What the task requires:
I'd like every record written out again, exactly as it is.

Task inputs:

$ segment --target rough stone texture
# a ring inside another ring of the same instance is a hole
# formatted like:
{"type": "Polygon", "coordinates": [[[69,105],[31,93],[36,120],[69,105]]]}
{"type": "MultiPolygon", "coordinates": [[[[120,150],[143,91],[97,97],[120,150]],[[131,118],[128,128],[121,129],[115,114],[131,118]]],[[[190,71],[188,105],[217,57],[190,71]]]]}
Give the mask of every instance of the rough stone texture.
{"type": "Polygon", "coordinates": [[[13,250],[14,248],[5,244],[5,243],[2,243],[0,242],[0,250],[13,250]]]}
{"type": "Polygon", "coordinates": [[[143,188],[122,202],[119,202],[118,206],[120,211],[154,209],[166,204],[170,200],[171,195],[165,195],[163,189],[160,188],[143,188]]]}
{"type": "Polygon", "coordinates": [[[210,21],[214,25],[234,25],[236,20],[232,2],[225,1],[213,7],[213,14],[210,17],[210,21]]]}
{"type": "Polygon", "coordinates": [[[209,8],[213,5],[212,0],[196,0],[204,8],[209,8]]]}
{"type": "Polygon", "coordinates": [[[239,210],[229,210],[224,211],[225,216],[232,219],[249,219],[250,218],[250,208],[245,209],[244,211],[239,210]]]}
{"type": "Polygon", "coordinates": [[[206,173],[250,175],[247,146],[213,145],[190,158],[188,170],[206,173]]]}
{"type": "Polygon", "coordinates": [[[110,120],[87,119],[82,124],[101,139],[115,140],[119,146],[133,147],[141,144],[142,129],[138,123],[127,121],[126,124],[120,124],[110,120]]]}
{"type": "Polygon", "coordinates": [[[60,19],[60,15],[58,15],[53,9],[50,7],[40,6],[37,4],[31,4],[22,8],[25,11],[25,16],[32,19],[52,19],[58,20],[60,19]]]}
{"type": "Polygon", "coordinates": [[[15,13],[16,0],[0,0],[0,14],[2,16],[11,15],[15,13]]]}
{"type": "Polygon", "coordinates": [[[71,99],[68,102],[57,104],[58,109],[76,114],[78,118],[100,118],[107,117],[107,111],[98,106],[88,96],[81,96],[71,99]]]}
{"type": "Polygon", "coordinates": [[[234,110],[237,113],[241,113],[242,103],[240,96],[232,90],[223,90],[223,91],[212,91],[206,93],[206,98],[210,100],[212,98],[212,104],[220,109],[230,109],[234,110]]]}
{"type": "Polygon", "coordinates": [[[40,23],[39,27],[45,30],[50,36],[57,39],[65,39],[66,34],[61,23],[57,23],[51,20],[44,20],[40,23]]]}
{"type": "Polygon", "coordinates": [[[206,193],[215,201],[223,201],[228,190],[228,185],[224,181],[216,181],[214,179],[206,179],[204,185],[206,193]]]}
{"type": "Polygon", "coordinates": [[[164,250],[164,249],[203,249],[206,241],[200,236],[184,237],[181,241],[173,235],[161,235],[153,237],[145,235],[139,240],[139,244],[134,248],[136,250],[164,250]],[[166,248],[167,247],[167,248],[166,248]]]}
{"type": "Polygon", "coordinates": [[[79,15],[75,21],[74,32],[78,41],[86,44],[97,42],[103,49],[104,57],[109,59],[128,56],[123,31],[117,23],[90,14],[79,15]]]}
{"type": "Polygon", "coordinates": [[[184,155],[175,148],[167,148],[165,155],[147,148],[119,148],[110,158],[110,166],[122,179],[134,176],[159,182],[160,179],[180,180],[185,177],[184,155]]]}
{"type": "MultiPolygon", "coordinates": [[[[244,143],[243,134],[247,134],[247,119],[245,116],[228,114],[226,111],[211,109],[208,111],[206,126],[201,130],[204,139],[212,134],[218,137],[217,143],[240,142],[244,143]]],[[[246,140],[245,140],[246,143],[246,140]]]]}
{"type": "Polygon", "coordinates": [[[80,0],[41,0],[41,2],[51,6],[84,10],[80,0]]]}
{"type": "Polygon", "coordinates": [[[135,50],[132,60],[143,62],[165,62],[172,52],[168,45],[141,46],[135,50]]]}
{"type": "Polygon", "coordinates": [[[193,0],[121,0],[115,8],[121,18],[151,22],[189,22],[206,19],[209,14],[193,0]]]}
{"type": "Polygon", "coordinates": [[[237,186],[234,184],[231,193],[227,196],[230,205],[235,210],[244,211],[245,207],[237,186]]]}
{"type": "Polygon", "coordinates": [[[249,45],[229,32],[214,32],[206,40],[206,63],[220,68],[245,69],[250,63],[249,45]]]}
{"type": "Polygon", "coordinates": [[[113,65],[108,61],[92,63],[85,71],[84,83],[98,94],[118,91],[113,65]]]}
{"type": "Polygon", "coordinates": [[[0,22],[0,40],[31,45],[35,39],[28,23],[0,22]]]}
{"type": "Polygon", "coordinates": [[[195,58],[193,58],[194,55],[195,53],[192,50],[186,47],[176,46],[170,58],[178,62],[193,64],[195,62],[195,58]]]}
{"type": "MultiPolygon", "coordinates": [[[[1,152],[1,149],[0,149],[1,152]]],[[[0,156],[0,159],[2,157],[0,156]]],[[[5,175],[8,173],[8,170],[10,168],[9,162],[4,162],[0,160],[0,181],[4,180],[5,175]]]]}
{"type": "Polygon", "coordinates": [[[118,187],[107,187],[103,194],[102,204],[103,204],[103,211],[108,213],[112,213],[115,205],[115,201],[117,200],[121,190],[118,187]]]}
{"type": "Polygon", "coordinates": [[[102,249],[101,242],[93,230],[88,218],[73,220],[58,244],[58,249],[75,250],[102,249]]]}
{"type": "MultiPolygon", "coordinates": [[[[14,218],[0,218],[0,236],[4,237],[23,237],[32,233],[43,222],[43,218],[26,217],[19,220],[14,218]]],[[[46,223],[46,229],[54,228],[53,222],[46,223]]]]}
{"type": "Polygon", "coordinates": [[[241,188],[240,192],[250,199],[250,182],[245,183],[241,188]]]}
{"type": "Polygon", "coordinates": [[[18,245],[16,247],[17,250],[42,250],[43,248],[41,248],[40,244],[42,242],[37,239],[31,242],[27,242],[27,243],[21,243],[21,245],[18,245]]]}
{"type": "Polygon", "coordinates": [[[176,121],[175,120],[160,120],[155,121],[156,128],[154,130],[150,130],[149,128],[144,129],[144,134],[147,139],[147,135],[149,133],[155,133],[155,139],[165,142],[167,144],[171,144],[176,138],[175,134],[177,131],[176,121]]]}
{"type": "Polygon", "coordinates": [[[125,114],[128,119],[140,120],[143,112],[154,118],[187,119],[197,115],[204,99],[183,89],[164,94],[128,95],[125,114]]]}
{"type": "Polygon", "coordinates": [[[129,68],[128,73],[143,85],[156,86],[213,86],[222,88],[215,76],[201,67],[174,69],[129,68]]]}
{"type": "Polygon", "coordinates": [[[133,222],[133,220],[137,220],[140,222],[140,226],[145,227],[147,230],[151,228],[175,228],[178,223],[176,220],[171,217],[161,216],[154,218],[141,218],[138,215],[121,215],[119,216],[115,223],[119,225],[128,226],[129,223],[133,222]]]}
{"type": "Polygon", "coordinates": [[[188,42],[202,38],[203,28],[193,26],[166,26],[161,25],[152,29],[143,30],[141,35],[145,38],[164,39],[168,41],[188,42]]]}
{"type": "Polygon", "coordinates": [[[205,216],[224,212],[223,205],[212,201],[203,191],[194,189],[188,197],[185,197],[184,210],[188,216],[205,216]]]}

Solved exercise:
$ segment --target rough stone texture
# a ring inside another ring of the same instance is a hole
# formatted like:
{"type": "Polygon", "coordinates": [[[69,105],[31,93],[36,120],[69,105]]]}
{"type": "MultiPolygon", "coordinates": [[[[120,150],[143,91],[97,97],[120,150]],[[131,118],[128,128],[121,129],[115,114],[131,118]]],[[[190,71],[188,105],[217,57],[190,71]]]]}
Give the mask of every instance of the rough stone texture.
{"type": "Polygon", "coordinates": [[[13,250],[14,248],[5,244],[5,243],[2,243],[0,242],[0,250],[13,250]]]}
{"type": "Polygon", "coordinates": [[[143,188],[122,202],[119,202],[118,206],[120,211],[154,209],[166,204],[170,200],[171,195],[165,195],[163,189],[160,188],[143,188]]]}
{"type": "Polygon", "coordinates": [[[210,21],[214,25],[234,25],[236,20],[232,2],[225,1],[213,7],[213,14],[210,17],[210,21]]]}
{"type": "Polygon", "coordinates": [[[209,8],[213,5],[212,0],[196,0],[204,8],[209,8]]]}
{"type": "Polygon", "coordinates": [[[239,210],[229,210],[224,211],[225,216],[232,219],[249,219],[250,218],[250,208],[245,209],[244,211],[239,210]]]}
{"type": "Polygon", "coordinates": [[[206,173],[250,175],[247,146],[213,145],[190,158],[188,170],[206,173]]]}
{"type": "Polygon", "coordinates": [[[110,120],[87,119],[82,124],[101,139],[115,140],[119,146],[133,147],[141,144],[142,129],[138,123],[127,121],[126,124],[120,124],[110,120]]]}
{"type": "Polygon", "coordinates": [[[60,19],[60,15],[58,15],[53,9],[50,7],[40,6],[37,4],[31,4],[22,8],[25,11],[25,16],[32,19],[52,19],[58,20],[60,19]]]}
{"type": "Polygon", "coordinates": [[[15,13],[16,0],[0,0],[0,14],[2,16],[11,15],[15,13]]]}
{"type": "Polygon", "coordinates": [[[71,99],[68,102],[57,104],[58,109],[76,114],[78,118],[100,118],[107,117],[107,111],[98,106],[88,96],[81,96],[71,99]]]}
{"type": "Polygon", "coordinates": [[[234,110],[237,113],[241,113],[242,103],[240,96],[232,90],[223,90],[223,91],[212,91],[206,93],[206,98],[210,100],[212,98],[212,104],[220,109],[230,109],[234,110]]]}
{"type": "Polygon", "coordinates": [[[40,23],[39,27],[45,30],[50,36],[57,39],[65,39],[66,34],[61,23],[57,23],[51,20],[44,20],[40,23]]]}
{"type": "Polygon", "coordinates": [[[206,193],[215,201],[223,201],[228,190],[228,185],[224,181],[216,181],[214,179],[206,179],[204,185],[206,193]]]}
{"type": "Polygon", "coordinates": [[[164,250],[164,249],[203,249],[206,241],[200,236],[184,237],[181,241],[173,235],[161,235],[153,237],[145,235],[139,240],[139,244],[134,248],[136,250],[164,250]],[[166,248],[167,247],[167,248],[166,248]]]}
{"type": "Polygon", "coordinates": [[[79,15],[75,21],[74,32],[78,41],[86,44],[97,42],[103,49],[104,57],[109,59],[128,56],[123,31],[117,23],[90,14],[79,15]]]}
{"type": "Polygon", "coordinates": [[[184,155],[175,148],[167,148],[165,155],[147,148],[119,148],[110,158],[110,166],[122,179],[134,176],[159,182],[160,179],[180,180],[185,177],[184,155]]]}
{"type": "MultiPolygon", "coordinates": [[[[244,143],[243,134],[247,134],[247,119],[245,116],[228,114],[226,111],[211,109],[208,111],[206,126],[201,130],[204,139],[212,134],[218,137],[217,143],[240,142],[244,143]]],[[[246,140],[245,140],[246,143],[246,140]]]]}
{"type": "Polygon", "coordinates": [[[80,0],[41,0],[41,2],[51,6],[84,10],[80,0]]]}
{"type": "Polygon", "coordinates": [[[135,50],[132,60],[143,62],[165,62],[172,52],[168,45],[141,46],[135,50]]]}
{"type": "Polygon", "coordinates": [[[193,0],[121,0],[115,8],[121,18],[151,22],[189,22],[206,19],[209,14],[193,0]]]}
{"type": "Polygon", "coordinates": [[[237,186],[234,184],[231,193],[227,196],[230,205],[235,210],[244,211],[245,207],[237,186]]]}
{"type": "Polygon", "coordinates": [[[249,45],[229,32],[214,32],[206,40],[206,63],[220,68],[245,69],[250,63],[249,45]]]}
{"type": "Polygon", "coordinates": [[[113,65],[108,61],[92,63],[85,71],[84,83],[98,94],[118,91],[113,65]]]}
{"type": "Polygon", "coordinates": [[[0,22],[0,40],[31,45],[35,39],[28,23],[0,22]]]}
{"type": "Polygon", "coordinates": [[[195,58],[193,58],[194,55],[195,53],[192,50],[186,47],[176,46],[170,58],[178,62],[193,64],[195,62],[195,58]]]}
{"type": "MultiPolygon", "coordinates": [[[[1,152],[1,149],[0,149],[1,152]]],[[[0,156],[0,159],[2,157],[0,156]]],[[[5,175],[8,173],[8,170],[10,168],[9,162],[4,162],[0,160],[0,181],[4,180],[5,175]]]]}
{"type": "Polygon", "coordinates": [[[118,187],[107,187],[103,194],[102,204],[103,204],[103,211],[108,213],[112,213],[115,205],[115,201],[117,200],[121,190],[118,187]]]}
{"type": "Polygon", "coordinates": [[[102,249],[101,242],[93,230],[88,218],[73,220],[58,244],[58,249],[75,250],[102,249]]]}
{"type": "MultiPolygon", "coordinates": [[[[14,218],[0,218],[0,236],[4,237],[23,237],[32,233],[43,222],[43,218],[26,217],[19,220],[14,218]]],[[[46,223],[46,229],[54,228],[53,222],[46,223]]]]}
{"type": "Polygon", "coordinates": [[[241,188],[240,192],[250,199],[250,182],[245,183],[241,188]]]}
{"type": "Polygon", "coordinates": [[[18,245],[16,247],[17,250],[42,250],[43,248],[41,248],[40,244],[42,242],[37,239],[31,242],[27,242],[27,243],[21,243],[21,245],[18,245]]]}
{"type": "Polygon", "coordinates": [[[176,121],[175,120],[160,120],[155,121],[156,128],[154,130],[150,130],[149,128],[144,129],[144,134],[147,139],[147,135],[149,133],[155,133],[155,139],[165,142],[167,144],[171,144],[176,138],[175,134],[177,131],[176,121]]]}
{"type": "Polygon", "coordinates": [[[125,114],[128,119],[140,120],[143,112],[154,118],[187,119],[197,115],[204,99],[183,89],[164,94],[128,95],[125,114]]]}
{"type": "Polygon", "coordinates": [[[129,68],[128,73],[143,85],[156,86],[213,86],[222,88],[215,76],[201,67],[174,69],[129,68]]]}
{"type": "Polygon", "coordinates": [[[133,222],[133,220],[137,220],[140,222],[140,226],[145,227],[147,230],[151,228],[175,228],[178,223],[176,220],[171,217],[161,216],[154,218],[141,218],[138,215],[121,215],[119,216],[115,223],[119,225],[128,226],[129,223],[133,222]]]}
{"type": "Polygon", "coordinates": [[[188,42],[202,38],[203,28],[193,26],[166,26],[161,25],[152,29],[143,30],[141,35],[145,38],[164,39],[168,41],[188,42]]]}
{"type": "Polygon", "coordinates": [[[205,216],[224,212],[223,205],[212,201],[203,191],[194,189],[188,197],[185,197],[184,210],[188,216],[205,216]]]}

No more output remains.